Task to complete -> At the line that includes "Label every instance of street", begin writing out the entries below exactly, and continue through the last line without adding anything.

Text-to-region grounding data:
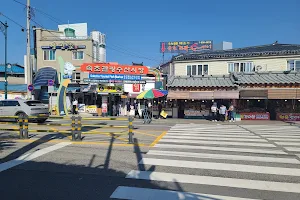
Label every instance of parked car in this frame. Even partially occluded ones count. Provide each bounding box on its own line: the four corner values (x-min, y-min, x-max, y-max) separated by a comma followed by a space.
0, 99, 49, 123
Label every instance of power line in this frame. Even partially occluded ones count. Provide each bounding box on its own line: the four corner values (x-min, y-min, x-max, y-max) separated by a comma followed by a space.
0, 12, 26, 30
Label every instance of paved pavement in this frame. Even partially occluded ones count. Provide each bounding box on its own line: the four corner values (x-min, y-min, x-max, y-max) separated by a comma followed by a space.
1, 121, 300, 199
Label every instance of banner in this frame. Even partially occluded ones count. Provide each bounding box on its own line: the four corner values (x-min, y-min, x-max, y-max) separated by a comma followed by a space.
240, 112, 270, 120
81, 63, 149, 75
89, 74, 141, 80
160, 40, 213, 53
277, 113, 300, 121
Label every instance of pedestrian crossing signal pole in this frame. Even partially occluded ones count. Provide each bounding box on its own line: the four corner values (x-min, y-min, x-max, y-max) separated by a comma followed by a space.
26, 0, 32, 99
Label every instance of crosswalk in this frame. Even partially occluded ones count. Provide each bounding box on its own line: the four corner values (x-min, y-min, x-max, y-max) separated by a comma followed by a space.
110, 124, 300, 200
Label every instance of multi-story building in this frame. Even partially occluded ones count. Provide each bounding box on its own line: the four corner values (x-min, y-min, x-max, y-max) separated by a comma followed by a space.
161, 43, 300, 120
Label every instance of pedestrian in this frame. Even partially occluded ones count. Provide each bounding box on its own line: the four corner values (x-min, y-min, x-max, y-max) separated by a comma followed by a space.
72, 98, 78, 115
158, 101, 163, 119
211, 102, 218, 122
134, 100, 140, 118
126, 101, 131, 116
219, 104, 227, 122
228, 103, 235, 122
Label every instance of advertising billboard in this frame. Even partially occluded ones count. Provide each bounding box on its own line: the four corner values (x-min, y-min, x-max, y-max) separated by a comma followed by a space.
160, 40, 213, 53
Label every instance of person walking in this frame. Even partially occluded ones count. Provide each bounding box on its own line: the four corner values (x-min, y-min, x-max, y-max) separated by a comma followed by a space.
72, 98, 78, 115
228, 103, 235, 122
126, 101, 131, 116
158, 101, 163, 119
134, 100, 140, 118
219, 104, 227, 122
211, 102, 218, 122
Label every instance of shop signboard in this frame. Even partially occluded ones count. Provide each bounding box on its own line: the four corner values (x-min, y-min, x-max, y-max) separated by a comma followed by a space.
78, 104, 86, 113
160, 40, 213, 53
83, 78, 146, 84
86, 105, 97, 114
132, 84, 140, 92
89, 74, 141, 80
102, 103, 108, 113
277, 113, 300, 121
97, 85, 123, 93
240, 112, 270, 120
81, 63, 149, 75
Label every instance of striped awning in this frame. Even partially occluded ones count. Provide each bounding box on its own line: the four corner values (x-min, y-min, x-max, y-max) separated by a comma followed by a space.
33, 67, 59, 89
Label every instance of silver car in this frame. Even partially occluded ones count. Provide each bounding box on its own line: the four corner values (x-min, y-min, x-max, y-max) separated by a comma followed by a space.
0, 99, 49, 123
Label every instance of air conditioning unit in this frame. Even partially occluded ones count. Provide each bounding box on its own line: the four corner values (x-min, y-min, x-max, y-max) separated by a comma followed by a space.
254, 65, 267, 72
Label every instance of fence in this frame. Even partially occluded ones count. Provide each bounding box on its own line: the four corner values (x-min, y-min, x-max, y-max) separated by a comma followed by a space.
0, 116, 135, 143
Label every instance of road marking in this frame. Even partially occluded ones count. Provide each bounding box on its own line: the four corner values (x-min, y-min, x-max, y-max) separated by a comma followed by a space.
164, 135, 267, 142
257, 132, 300, 135
147, 150, 300, 164
140, 158, 300, 176
0, 142, 71, 172
267, 138, 300, 141
275, 142, 300, 146
154, 144, 287, 155
166, 133, 260, 138
284, 147, 300, 152
159, 139, 275, 147
168, 131, 253, 135
126, 170, 300, 193
133, 130, 159, 137
150, 131, 167, 147
110, 186, 261, 200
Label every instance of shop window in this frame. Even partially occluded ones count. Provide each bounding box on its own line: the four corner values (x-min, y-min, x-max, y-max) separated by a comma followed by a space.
198, 65, 202, 75
287, 60, 300, 71
192, 65, 197, 75
186, 65, 191, 76
43, 50, 56, 61
73, 51, 84, 60
228, 62, 253, 73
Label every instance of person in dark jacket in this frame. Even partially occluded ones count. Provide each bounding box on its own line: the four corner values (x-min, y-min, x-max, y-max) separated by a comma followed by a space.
158, 101, 163, 119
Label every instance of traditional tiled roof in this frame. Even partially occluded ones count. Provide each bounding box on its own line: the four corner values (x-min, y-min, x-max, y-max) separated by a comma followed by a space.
167, 75, 236, 88
232, 71, 300, 85
173, 43, 300, 61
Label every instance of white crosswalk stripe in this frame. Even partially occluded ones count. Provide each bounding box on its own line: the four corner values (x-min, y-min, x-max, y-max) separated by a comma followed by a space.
110, 124, 300, 200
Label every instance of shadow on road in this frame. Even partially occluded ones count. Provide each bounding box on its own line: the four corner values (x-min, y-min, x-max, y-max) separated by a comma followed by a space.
0, 133, 66, 163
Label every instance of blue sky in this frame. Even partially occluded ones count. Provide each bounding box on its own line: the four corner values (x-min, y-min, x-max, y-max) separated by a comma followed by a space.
0, 0, 299, 67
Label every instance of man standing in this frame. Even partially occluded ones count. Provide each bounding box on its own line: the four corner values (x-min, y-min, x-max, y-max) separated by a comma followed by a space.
134, 100, 140, 118
158, 101, 163, 119
211, 102, 218, 122
219, 104, 227, 122
228, 103, 235, 122
72, 98, 78, 115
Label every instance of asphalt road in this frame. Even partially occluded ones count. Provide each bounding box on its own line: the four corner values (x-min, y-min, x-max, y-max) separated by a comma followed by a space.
1, 121, 300, 200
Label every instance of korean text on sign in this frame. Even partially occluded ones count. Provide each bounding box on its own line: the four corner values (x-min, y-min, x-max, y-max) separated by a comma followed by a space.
80, 63, 149, 75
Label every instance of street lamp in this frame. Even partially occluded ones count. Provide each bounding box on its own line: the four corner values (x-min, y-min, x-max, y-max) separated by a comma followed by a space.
0, 21, 8, 99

Reply ->
Label every instance of street lamp in this frame. Even partially occluded ones count. Provide each bounding box on its own line: the four corner values (x-min, y-min, x-max, y-max) separated by a comma followed by a space.
0, 21, 8, 99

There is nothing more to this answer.